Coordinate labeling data

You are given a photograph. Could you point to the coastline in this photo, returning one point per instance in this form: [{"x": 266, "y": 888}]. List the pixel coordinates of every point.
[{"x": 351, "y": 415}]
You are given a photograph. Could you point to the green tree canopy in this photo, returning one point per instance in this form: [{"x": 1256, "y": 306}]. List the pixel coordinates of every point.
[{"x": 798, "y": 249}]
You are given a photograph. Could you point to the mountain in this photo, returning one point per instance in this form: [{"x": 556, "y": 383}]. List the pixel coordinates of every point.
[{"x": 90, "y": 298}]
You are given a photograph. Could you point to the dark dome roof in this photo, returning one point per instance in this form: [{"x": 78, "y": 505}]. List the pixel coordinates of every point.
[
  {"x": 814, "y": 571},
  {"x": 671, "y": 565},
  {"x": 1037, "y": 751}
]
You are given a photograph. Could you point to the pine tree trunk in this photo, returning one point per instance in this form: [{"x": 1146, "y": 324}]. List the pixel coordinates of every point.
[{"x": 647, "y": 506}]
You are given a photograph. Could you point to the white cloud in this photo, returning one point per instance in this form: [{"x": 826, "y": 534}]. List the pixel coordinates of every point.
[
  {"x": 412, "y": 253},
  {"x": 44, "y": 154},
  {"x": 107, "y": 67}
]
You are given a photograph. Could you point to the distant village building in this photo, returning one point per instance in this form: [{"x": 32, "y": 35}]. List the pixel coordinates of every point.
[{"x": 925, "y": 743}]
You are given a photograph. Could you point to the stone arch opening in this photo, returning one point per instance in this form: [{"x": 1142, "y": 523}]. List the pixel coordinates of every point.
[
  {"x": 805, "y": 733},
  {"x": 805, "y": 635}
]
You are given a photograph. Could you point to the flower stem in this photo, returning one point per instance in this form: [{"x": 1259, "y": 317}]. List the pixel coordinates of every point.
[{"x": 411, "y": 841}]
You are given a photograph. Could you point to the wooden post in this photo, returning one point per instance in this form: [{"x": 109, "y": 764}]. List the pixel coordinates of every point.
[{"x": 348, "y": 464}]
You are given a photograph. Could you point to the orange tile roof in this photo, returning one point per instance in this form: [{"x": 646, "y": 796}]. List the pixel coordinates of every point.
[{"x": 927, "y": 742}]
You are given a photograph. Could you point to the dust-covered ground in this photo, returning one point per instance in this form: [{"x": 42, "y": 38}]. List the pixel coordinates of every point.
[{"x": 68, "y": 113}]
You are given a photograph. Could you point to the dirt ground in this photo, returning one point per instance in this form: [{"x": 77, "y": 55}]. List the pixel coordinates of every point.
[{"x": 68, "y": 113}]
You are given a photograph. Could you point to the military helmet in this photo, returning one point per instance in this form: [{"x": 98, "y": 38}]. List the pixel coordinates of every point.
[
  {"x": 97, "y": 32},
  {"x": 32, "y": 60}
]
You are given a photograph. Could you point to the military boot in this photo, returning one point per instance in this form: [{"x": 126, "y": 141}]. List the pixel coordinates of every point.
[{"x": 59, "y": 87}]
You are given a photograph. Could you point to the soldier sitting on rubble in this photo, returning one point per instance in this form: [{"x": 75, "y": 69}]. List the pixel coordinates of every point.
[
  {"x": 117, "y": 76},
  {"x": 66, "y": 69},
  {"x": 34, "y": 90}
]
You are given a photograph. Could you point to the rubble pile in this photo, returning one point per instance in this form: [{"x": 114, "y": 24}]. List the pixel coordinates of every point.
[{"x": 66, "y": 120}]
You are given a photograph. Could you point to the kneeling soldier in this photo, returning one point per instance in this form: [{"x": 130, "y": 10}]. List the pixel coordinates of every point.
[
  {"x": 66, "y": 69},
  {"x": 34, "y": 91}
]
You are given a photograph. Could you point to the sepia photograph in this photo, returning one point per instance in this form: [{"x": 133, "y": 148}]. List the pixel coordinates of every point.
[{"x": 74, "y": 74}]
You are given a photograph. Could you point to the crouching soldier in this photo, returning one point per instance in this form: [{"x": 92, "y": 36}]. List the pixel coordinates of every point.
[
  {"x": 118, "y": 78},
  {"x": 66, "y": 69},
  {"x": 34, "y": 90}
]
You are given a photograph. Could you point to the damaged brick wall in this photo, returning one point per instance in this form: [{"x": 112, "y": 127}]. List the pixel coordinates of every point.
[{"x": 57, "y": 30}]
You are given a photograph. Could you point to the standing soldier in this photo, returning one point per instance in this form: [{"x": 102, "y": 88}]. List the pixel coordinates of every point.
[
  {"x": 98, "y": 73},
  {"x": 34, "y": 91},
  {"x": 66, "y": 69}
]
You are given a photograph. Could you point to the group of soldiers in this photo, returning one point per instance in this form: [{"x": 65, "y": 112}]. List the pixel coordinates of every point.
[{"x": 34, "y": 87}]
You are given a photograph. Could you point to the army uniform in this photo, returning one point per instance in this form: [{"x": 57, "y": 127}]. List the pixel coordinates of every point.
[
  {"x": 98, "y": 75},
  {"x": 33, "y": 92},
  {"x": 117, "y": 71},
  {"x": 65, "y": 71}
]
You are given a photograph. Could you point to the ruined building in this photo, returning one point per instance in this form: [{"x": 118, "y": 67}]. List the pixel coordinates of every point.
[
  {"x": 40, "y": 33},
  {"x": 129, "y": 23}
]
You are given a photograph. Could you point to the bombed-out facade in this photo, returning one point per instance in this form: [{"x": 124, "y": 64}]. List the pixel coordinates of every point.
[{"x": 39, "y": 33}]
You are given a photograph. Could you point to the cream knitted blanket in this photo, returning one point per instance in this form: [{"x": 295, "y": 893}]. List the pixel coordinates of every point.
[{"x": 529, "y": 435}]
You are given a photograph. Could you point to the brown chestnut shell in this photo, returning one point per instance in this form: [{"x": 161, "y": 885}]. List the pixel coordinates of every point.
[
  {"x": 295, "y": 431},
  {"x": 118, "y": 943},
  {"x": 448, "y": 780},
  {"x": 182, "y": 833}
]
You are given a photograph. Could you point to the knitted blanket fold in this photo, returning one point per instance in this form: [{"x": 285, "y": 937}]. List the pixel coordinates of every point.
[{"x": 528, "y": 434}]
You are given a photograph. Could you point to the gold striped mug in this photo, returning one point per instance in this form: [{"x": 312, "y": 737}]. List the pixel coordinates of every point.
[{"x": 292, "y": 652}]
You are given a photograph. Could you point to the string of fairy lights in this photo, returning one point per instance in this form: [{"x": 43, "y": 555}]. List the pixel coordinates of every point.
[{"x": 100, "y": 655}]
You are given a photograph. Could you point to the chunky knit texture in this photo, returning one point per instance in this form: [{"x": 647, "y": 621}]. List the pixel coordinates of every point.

[Exercise objective]
Reproduce the records above exactly as they appear.

[Final result]
You are given a photograph. Could you point to the coastline in this photo, returning one point per instance in this form: [{"x": 266, "y": 888}]. List the pixel coordinates of every point.
[{"x": 351, "y": 415}]
You are given a photograph. Could you point to the green tree canopy in this photo, returning one point per instance in this form: [{"x": 1256, "y": 306}]. List the pixel coordinates of every point.
[{"x": 798, "y": 249}]
You are given a photograph. Could you point to the mountain in this photo, returning one point per instance in this form: [{"x": 556, "y": 383}]. List the pixel coordinates of every point.
[{"x": 90, "y": 298}]
You are given a photograph. Could you point to the dark dome roof in this photo, returning one point per instance in this form: [{"x": 78, "y": 505}]. List the pixel coordinates of every point.
[
  {"x": 814, "y": 571},
  {"x": 671, "y": 565},
  {"x": 1037, "y": 751}
]
You are given a photograph. Could you point to the pine tree trunk in this photo, returning one point per instance in this form: [{"x": 1146, "y": 324}]. List the pixel coordinates of every point.
[{"x": 647, "y": 506}]
You are given a photograph. Could you point to the white cloud in this photo, returning one point per instance in this form: [{"x": 826, "y": 534}]. List the pixel coordinates of every point.
[
  {"x": 412, "y": 253},
  {"x": 44, "y": 154},
  {"x": 107, "y": 67}
]
You are given a photograph. Could you point to the distant village building in this photo, returning one point per instance in this form: [{"x": 32, "y": 35}]. List the pixel coordinates of every point.
[{"x": 925, "y": 743}]
You are given a photograph. Could you point to the stone arch opening in this photo, returning one point per instance in this form: [{"x": 1142, "y": 523}]. List the pixel coordinates of every point.
[
  {"x": 805, "y": 733},
  {"x": 805, "y": 635}
]
You are given a photograph. Could you point to the flower stem in this photo, returning one point per instance in this form: [{"x": 1259, "y": 317}]. List the pixel coordinates of every point.
[{"x": 411, "y": 841}]
You are given a photograph. Could you point to the wooden post in this photo, returning one point per instance in this form: [{"x": 109, "y": 764}]. List the pixel coordinates of every point.
[{"x": 348, "y": 464}]
You are given a photograph. Could you point to the orange tile roof in this photo, returning one point per instance in this form: [{"x": 646, "y": 796}]. List the pixel coordinates of every point.
[{"x": 927, "y": 742}]
You are given a photograph. Could you point to the dust-covered ground in this photo, returning one point per instance in this form: [{"x": 42, "y": 38}]. List the pixel coordinates of every point.
[{"x": 68, "y": 113}]
You are given a photograph. Could you point to the dirt ground in this photo, returning one point per instance in this form: [{"x": 77, "y": 55}]. List the pixel coordinates of every point.
[{"x": 68, "y": 113}]
You are given a photograph. Could you point to the military helmet in this photo, returning one point per instance in this form: [{"x": 98, "y": 38}]. List the pixel coordinates of every point.
[
  {"x": 97, "y": 32},
  {"x": 32, "y": 60}
]
You are given a photograph. Could you point to the military boot in this photo, returning one point per instance in this form: [{"x": 126, "y": 141}]. List the pixel coordinates of every point.
[{"x": 59, "y": 87}]
You are given a photograph. Could you point to the soldier sitting on rubble in this photo, returning one point per instance in this form: [{"x": 75, "y": 69}]. List the pixel coordinates of every point.
[
  {"x": 117, "y": 76},
  {"x": 66, "y": 69},
  {"x": 34, "y": 90}
]
You are given a photograph. Could you point to the rubble pile in this photo, returning one point per instance in this form: [{"x": 114, "y": 24}]. List the pixel coordinates of every point.
[{"x": 66, "y": 120}]
You are given a photograph. Could you point to the kneeling soldier in this photo, returning one point per instance in this form: [{"x": 130, "y": 10}]. List the pixel coordinates of every point.
[
  {"x": 66, "y": 69},
  {"x": 34, "y": 91}
]
You are given a photograph. Could you point to the sepia photograph in this photo, returning one point per instance in this form: [{"x": 133, "y": 148}]. List the pixel coordinates of every point.
[{"x": 74, "y": 74}]
You are given a photograph. Could you point to the crouching soldier in this photo, returning one point per instance in this form: [{"x": 92, "y": 36}]. List the pixel coordinates of every point.
[
  {"x": 118, "y": 78},
  {"x": 66, "y": 69},
  {"x": 34, "y": 90}
]
You are given a photograph. Could you point to the damaged brick wall in this photo, returning one point per instance in this form: [{"x": 112, "y": 127}]. List the pixel coordinates of every point.
[{"x": 57, "y": 30}]
You are given a photograph. Could you point to the standing soldier in this photo, returning one point per instance in this form: [{"x": 102, "y": 88}]. List the pixel coordinates of every point.
[
  {"x": 98, "y": 73},
  {"x": 34, "y": 91},
  {"x": 66, "y": 69}
]
You are given a photograph. Could you point to the group of soldiers in this photo, returning one point per instance in this form: [{"x": 65, "y": 112}]. List the pixel coordinates of every point.
[{"x": 34, "y": 87}]
You are given a photograph. Could you point to the army uniform in this photo, returning one point per instance in this form: [{"x": 57, "y": 127}]. List the pixel coordinates of every point.
[
  {"x": 98, "y": 75},
  {"x": 33, "y": 92},
  {"x": 117, "y": 71},
  {"x": 65, "y": 71}
]
You are given a photograph. Could you point to the ruined building in this photo, returning one point per instance in this form: [{"x": 118, "y": 67}]. List the pixel coordinates of every point.
[
  {"x": 40, "y": 33},
  {"x": 129, "y": 23}
]
You are given a photograph. Could you point to the bombed-out facade in this photo, returning one point per instance in this form: [{"x": 124, "y": 64}]. List the pixel coordinates of every point.
[{"x": 39, "y": 33}]
You are given a photograph. Could you point to the cream knitted blanket in this photo, returning one point per instance in this form: [{"x": 295, "y": 893}]. List the pixel coordinates of every point.
[{"x": 529, "y": 435}]
You are given a photograph. Could you point to the brown chestnut shell in this photo, returning one point per instance in this form: [{"x": 161, "y": 885}]. List the pixel coordinates of every point.
[
  {"x": 295, "y": 431},
  {"x": 118, "y": 943},
  {"x": 448, "y": 780},
  {"x": 182, "y": 833}
]
You are given a photograph. Could you point to the knitted blanket fold in this photo, returning one point per instance in this form: [{"x": 285, "y": 937}]. List the pixel coordinates of every point.
[{"x": 528, "y": 434}]
You are given a photograph. Could you point to the gold striped mug in this photo, returning one point per instance in this form: [{"x": 312, "y": 737}]. List the pixel coordinates of every point.
[{"x": 292, "y": 652}]
You are given a photograph. Could you point to the string of fairy lights in this photo, returning one point per instance in this form: [{"x": 43, "y": 555}]. List the pixel coordinates of every point.
[{"x": 100, "y": 655}]
You are given a photograph. Could you point to the chunky knit texture in this photo, returning one point per instance in this form: [{"x": 647, "y": 621}]. List the pixel coordinates of every point.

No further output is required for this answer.